▸ **WHAT YOU NEED TO DO**
Whenever a line below holds the word "sign", copy that line.

▸ **INFORMATION SUPPLIED**
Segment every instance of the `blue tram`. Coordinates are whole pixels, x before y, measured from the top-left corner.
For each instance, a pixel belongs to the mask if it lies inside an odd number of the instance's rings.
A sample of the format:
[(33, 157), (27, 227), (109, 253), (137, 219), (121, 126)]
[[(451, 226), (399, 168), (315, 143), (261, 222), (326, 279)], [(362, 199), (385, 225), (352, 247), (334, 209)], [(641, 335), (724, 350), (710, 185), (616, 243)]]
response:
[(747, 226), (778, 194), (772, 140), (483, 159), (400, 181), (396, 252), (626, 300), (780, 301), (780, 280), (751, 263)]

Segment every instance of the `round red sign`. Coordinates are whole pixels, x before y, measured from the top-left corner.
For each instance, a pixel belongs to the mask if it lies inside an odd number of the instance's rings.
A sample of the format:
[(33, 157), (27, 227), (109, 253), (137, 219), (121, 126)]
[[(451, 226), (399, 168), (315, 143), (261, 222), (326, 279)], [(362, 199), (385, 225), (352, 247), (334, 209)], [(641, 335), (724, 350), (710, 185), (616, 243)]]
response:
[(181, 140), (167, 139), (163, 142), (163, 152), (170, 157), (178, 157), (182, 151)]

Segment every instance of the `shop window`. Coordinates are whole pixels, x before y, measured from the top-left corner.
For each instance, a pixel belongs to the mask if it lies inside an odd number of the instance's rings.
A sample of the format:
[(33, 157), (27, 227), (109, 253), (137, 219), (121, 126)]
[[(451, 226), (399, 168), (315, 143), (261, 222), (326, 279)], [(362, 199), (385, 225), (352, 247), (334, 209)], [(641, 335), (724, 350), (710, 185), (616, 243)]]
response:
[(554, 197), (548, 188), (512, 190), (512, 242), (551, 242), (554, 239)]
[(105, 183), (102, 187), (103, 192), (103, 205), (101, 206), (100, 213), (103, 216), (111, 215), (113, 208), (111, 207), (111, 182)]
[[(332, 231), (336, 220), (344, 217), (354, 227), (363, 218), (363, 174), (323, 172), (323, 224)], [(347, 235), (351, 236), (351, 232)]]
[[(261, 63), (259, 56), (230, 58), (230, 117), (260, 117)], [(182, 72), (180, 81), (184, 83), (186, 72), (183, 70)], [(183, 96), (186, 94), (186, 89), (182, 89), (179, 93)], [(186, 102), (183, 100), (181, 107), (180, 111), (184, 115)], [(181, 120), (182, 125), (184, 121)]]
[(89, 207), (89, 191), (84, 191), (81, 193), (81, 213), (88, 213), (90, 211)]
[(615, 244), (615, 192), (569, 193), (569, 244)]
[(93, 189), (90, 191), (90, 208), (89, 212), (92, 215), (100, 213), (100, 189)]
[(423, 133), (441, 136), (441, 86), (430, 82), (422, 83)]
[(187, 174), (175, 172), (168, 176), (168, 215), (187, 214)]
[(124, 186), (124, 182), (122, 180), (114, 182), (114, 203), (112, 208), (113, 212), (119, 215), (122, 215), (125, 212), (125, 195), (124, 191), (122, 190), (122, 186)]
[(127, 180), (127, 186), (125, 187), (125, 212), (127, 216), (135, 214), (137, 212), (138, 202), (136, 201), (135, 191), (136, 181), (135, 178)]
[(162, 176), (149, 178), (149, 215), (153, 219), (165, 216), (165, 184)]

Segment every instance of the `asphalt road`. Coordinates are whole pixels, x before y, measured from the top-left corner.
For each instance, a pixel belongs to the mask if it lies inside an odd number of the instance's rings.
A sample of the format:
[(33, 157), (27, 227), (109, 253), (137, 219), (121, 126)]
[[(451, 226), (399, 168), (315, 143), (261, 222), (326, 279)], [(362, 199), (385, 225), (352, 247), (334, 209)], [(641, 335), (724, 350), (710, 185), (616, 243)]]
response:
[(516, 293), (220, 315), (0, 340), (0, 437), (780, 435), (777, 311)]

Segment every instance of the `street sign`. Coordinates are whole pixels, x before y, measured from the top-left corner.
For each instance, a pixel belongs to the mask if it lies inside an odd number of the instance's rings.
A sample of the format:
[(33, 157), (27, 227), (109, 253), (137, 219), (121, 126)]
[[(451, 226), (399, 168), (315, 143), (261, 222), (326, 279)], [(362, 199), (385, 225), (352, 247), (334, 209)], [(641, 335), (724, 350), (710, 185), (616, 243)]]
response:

▸ **FINISHED EXERCISE**
Segment every instance of the `round red sign`. Coordinates are whole pixels, x before y, measured from the top-left corner.
Segment every instance of the `street sign`. Coordinates are whole pixels, x before y, measured from the top-left corner.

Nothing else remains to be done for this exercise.